Aim of the exercise: List every line in the entries below that contains the word "each". Case matters.

Dataset records:
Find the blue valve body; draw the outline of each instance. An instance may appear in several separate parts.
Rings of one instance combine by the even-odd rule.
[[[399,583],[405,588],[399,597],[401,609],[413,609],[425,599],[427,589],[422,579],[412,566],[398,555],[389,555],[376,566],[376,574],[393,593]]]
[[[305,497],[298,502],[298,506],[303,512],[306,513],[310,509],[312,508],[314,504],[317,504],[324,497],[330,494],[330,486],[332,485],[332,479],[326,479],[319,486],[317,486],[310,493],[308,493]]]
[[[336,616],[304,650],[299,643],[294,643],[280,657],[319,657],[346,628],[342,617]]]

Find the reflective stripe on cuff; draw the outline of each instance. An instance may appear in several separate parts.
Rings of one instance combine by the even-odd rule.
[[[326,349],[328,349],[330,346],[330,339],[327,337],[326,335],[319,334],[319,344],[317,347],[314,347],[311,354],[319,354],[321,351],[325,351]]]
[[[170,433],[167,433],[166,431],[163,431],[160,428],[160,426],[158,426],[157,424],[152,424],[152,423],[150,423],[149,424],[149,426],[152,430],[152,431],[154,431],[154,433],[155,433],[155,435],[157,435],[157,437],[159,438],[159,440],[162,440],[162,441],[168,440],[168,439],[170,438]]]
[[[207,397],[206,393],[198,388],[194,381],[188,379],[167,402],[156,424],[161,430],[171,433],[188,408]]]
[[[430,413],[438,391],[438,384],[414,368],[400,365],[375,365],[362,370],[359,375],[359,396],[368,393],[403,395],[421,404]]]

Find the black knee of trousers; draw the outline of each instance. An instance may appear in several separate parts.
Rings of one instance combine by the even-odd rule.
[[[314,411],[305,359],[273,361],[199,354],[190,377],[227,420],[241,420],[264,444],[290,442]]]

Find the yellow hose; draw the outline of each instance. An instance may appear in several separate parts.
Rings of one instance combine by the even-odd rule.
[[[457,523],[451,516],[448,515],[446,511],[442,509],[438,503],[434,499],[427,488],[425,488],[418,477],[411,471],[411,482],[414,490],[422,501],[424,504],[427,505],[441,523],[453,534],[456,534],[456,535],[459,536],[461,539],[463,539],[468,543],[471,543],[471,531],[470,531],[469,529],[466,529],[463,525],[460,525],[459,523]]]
...
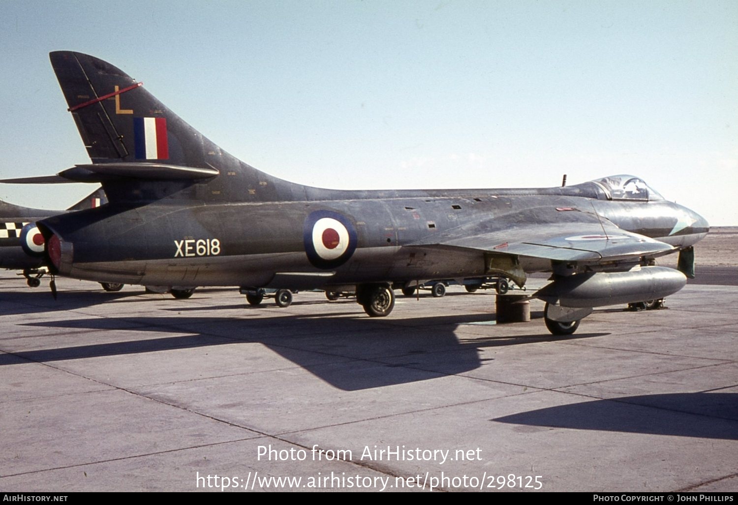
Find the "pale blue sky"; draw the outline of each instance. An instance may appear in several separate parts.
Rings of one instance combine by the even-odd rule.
...
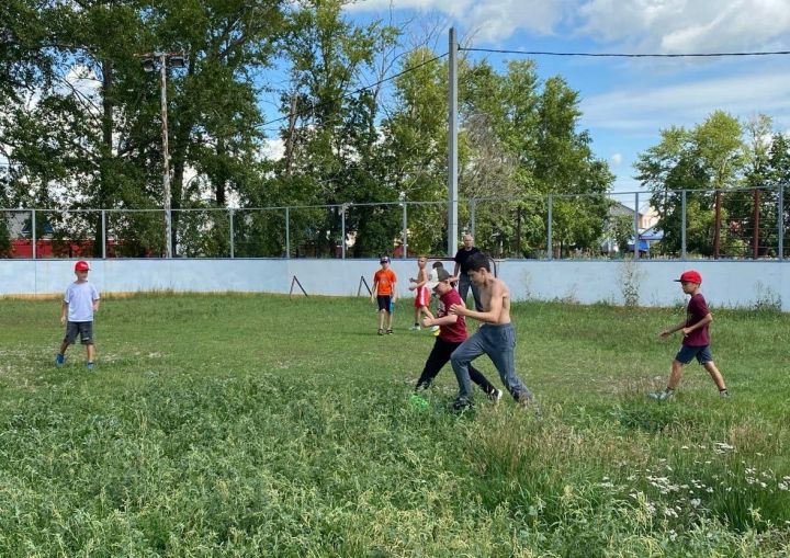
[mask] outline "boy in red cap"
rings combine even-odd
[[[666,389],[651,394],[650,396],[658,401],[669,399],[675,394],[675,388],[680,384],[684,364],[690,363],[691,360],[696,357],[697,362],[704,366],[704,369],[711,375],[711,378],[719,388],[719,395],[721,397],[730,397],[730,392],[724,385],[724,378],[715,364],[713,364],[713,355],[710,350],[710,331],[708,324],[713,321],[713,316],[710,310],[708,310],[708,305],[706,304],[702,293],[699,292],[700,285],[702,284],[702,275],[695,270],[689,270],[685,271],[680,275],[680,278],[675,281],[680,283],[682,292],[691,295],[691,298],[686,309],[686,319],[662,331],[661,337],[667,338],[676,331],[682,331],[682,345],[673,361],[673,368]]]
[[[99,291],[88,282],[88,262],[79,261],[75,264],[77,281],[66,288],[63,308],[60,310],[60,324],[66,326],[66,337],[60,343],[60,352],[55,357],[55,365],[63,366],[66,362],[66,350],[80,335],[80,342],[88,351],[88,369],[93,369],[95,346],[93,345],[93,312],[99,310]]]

Solution:
Find the blue valve body; draw the outline of each instance. An instance may appear in several separate parts.
Find the reflective stripe on cuff; draw the outline of each instance. An instance may appear in several separate parts.
Find the black knee of trousers; draw the outline of each instance. An instance may appear in several separate parts.
Find the yellow hose; draw the outline of each instance. An instance may appear in several separate parts.
Find the "pale blue sky"; draw the outline of each instance. An instance may appear in several separate parts.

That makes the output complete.